*Instructions to follow:* Please quote only the lines that start at the one with "dry label, locate" and go on to the last line of the data, both ends kept.

*Given records:*
►
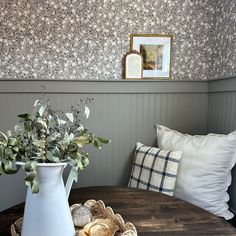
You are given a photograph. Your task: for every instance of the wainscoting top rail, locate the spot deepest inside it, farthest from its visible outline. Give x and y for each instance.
(102, 87)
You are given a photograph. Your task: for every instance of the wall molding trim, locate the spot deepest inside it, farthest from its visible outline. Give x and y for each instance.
(222, 85)
(117, 86)
(102, 87)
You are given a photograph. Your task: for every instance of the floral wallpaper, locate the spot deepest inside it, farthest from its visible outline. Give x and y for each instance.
(87, 39)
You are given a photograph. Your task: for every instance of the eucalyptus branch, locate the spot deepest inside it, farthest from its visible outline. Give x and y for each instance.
(48, 136)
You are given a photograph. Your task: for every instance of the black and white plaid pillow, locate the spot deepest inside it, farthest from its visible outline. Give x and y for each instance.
(155, 169)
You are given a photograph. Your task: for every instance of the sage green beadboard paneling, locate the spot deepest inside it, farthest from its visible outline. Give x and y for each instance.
(222, 117)
(124, 118)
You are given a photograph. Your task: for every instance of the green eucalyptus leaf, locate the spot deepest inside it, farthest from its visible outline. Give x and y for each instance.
(42, 122)
(81, 141)
(85, 161)
(66, 139)
(62, 122)
(53, 137)
(42, 110)
(24, 116)
(19, 128)
(36, 103)
(27, 166)
(9, 133)
(12, 141)
(30, 176)
(1, 151)
(83, 132)
(72, 148)
(34, 186)
(8, 152)
(56, 152)
(97, 144)
(79, 164)
(103, 140)
(70, 116)
(4, 136)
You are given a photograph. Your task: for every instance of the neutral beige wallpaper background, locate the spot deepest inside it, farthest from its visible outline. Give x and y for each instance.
(87, 39)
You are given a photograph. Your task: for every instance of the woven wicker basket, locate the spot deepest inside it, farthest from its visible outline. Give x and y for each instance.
(99, 211)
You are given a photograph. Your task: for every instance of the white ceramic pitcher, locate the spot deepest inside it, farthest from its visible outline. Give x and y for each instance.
(47, 213)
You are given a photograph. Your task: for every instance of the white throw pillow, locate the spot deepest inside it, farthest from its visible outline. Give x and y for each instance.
(154, 169)
(204, 173)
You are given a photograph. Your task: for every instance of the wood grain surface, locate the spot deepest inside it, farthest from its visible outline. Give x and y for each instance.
(152, 213)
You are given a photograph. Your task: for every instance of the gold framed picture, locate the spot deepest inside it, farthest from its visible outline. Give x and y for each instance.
(133, 65)
(156, 52)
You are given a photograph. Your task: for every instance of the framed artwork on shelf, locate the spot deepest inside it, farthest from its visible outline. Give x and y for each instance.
(133, 65)
(156, 52)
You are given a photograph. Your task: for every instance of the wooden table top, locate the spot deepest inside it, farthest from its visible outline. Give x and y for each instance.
(152, 213)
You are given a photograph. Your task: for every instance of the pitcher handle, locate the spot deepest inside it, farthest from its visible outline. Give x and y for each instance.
(71, 178)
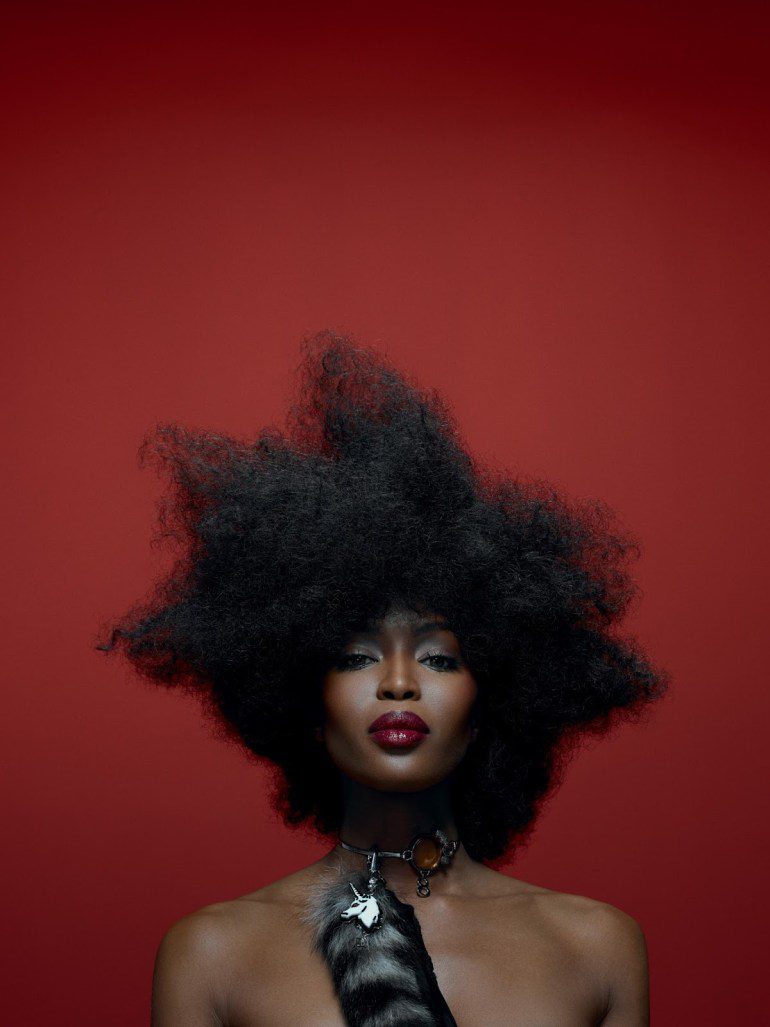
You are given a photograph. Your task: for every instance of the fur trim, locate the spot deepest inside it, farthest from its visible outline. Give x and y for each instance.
(385, 977)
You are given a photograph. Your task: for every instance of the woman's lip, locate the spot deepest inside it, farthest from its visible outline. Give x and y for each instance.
(401, 720)
(397, 737)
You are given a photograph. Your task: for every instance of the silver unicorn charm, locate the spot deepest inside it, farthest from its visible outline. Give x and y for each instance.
(364, 908)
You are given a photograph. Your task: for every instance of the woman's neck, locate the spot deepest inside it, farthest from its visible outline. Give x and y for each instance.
(390, 821)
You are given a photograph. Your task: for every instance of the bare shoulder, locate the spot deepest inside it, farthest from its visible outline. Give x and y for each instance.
(595, 925)
(609, 947)
(200, 956)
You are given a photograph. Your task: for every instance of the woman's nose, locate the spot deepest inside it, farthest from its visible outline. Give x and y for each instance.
(398, 681)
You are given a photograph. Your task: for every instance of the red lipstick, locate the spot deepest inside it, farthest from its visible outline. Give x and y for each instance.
(398, 729)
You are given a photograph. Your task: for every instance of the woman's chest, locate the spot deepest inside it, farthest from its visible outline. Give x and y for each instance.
(490, 978)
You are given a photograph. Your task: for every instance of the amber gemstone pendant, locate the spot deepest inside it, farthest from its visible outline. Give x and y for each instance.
(426, 852)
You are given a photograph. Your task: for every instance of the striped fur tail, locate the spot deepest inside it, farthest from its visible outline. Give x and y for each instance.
(383, 978)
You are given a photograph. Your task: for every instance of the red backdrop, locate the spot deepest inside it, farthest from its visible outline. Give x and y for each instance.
(557, 219)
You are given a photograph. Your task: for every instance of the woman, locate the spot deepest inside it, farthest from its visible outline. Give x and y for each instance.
(415, 644)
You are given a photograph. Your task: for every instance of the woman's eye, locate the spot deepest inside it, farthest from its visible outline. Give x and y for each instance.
(440, 661)
(351, 661)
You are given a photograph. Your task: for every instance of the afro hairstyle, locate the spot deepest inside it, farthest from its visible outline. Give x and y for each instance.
(364, 501)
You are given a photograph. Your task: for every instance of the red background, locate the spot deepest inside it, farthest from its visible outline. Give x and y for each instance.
(560, 220)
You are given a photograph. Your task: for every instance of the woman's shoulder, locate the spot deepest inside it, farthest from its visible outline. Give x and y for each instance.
(212, 932)
(598, 930)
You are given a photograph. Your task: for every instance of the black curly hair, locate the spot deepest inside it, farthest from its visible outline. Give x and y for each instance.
(366, 501)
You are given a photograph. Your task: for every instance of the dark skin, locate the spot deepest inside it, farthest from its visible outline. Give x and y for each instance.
(505, 952)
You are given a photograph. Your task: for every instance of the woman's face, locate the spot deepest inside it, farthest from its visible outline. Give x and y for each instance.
(408, 666)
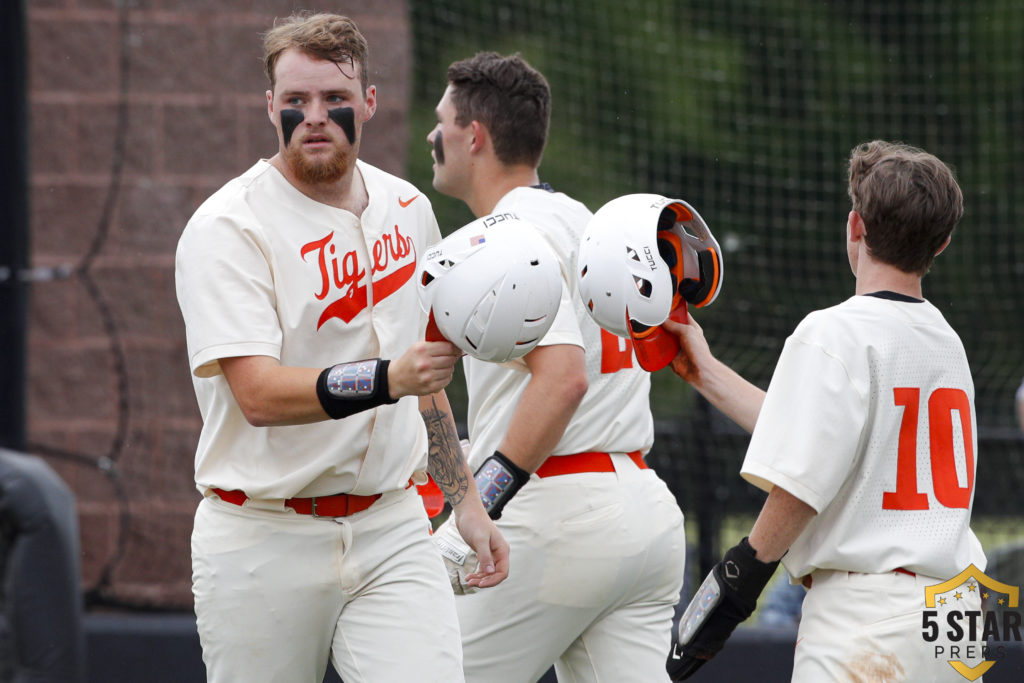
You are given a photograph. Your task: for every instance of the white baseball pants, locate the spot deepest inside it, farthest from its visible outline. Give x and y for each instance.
(278, 594)
(597, 563)
(867, 627)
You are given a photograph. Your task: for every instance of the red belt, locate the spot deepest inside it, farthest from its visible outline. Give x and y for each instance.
(584, 462)
(807, 581)
(340, 505)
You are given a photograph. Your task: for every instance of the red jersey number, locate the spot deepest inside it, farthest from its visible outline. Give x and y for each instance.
(941, 407)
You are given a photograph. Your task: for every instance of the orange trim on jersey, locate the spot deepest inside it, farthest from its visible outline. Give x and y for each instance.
(584, 462)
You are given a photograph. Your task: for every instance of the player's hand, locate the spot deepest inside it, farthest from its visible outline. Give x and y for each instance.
(480, 534)
(425, 368)
(726, 598)
(693, 350)
(460, 559)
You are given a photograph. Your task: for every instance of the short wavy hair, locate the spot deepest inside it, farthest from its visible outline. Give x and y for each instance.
(508, 96)
(908, 200)
(329, 37)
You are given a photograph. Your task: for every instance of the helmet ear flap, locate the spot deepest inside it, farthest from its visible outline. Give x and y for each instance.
(670, 246)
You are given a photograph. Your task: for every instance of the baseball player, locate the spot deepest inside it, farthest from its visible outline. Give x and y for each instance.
(305, 342)
(865, 442)
(558, 438)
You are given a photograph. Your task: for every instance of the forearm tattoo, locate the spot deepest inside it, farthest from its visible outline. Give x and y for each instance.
(444, 460)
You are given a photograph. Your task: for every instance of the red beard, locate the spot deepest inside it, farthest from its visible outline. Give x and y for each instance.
(321, 169)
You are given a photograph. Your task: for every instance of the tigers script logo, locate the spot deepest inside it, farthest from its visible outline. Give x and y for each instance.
(342, 275)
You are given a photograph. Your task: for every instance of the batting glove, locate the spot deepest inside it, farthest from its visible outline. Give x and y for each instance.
(459, 558)
(727, 597)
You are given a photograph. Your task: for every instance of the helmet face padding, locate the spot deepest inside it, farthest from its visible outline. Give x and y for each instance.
(492, 288)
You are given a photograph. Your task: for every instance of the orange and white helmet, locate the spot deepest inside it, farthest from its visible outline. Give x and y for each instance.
(493, 288)
(642, 258)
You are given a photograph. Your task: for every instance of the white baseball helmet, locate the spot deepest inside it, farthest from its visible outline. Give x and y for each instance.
(641, 258)
(493, 287)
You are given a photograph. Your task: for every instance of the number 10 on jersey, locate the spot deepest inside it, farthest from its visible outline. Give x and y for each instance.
(942, 404)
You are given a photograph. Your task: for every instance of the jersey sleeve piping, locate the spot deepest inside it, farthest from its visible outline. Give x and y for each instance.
(205, 361)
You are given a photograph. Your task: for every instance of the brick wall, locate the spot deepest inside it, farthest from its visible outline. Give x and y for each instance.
(138, 111)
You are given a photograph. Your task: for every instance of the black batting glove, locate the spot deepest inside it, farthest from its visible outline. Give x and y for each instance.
(727, 597)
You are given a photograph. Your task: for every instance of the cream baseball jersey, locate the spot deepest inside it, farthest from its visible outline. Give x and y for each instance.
(869, 419)
(614, 415)
(262, 269)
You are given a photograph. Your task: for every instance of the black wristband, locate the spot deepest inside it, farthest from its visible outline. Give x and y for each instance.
(498, 480)
(350, 387)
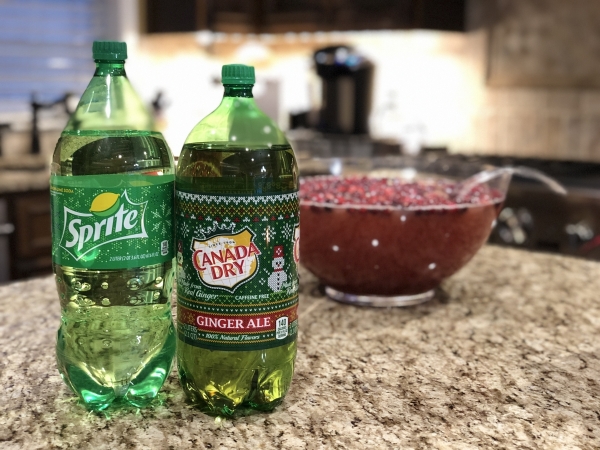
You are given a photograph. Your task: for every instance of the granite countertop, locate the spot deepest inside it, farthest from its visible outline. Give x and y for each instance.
(505, 356)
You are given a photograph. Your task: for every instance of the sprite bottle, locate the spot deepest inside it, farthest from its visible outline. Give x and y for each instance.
(237, 236)
(112, 181)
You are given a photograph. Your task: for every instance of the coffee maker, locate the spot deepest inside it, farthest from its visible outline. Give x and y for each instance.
(347, 79)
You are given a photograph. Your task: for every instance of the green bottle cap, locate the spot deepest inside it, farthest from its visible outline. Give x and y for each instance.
(237, 74)
(109, 50)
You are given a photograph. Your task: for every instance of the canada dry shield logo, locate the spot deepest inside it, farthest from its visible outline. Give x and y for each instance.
(226, 261)
(237, 285)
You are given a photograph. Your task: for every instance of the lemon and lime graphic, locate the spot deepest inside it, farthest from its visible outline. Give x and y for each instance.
(105, 204)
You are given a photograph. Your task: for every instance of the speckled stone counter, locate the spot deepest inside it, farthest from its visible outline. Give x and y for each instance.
(506, 356)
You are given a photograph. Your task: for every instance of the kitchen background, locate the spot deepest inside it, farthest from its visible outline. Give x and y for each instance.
(498, 78)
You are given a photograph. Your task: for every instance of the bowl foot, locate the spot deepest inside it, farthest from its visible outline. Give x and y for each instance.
(380, 301)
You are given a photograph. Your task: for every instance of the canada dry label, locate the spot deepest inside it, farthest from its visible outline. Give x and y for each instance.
(237, 270)
(112, 221)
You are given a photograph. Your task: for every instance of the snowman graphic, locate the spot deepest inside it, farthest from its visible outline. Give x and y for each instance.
(278, 277)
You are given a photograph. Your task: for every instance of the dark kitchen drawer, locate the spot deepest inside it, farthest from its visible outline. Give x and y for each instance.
(30, 244)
◄
*Right answer:*
You are given a photograph. Your task: for every instance of the canada dry label, locate the spot deepest inside it, farthest from its visible outline. Give x and y for each instance.
(237, 270)
(112, 221)
You are given a photograph. Your task: for every instance of the snowman graphic, locate the spot deepest inside it, farthest from its visible outline. Give x and y for each instance.
(278, 277)
You are given a photograph. Your task: for every instance of the dark kitchen drawer, locate the spot deepest inside it, farthest from its visible outline. Give x and y for each instance.
(30, 244)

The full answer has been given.